**Exercise prompt:** Rewrite every line of the rows below, requests included. Multiply each bounding-box coordinate in the answers by 2, round to whole numbers with halves rounded up, and leave out the pictures.

[Items from a labeling collection]
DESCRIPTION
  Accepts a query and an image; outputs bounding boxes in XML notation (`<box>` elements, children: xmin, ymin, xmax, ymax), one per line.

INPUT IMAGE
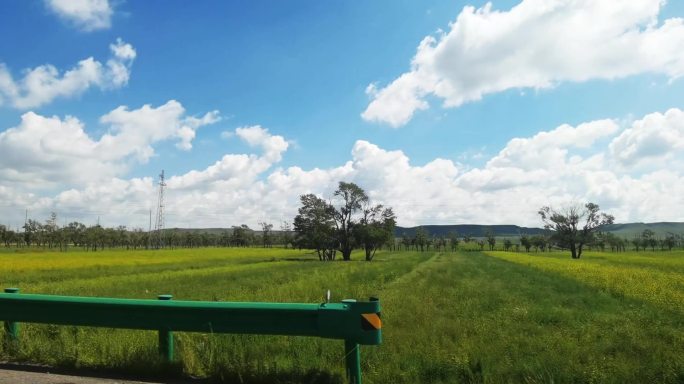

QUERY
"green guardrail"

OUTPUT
<box><xmin>0</xmin><ymin>288</ymin><xmax>382</xmax><ymax>384</ymax></box>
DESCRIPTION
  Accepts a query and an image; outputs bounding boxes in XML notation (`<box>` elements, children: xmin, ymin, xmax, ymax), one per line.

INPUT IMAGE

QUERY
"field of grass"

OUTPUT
<box><xmin>0</xmin><ymin>248</ymin><xmax>684</xmax><ymax>383</ymax></box>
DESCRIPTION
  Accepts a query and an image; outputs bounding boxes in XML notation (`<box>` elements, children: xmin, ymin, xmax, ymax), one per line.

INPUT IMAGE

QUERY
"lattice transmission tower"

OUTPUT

**Expected output:**
DESCRIPTION
  Accepts a query and an image; outputs bounding boxes in XML notation (`<box>` elements, children: xmin, ymin, xmax, ymax), one per line.

INPUT IMAGE

QUERY
"green guardrail"

OUTPUT
<box><xmin>0</xmin><ymin>576</ymin><xmax>764</xmax><ymax>768</ymax></box>
DESCRIPTION
  Accepts a query and an image; outputs bounding boxes in XML notation (`<box>` elements, children: xmin, ymin, xmax, ymax), one per line.

INPUT IMAGE

QUERY
"field of grass"

OUTPUT
<box><xmin>0</xmin><ymin>496</ymin><xmax>1368</xmax><ymax>766</ymax></box>
DESCRIPTION
  Accepts a query and an image; outputs bounding boxes in XML notation (`<box>` elements, children: xmin, ymin, xmax, ymax), one per line.

INPUT IMAGE

QUERY
"lattice transmission tower"

OUTPUT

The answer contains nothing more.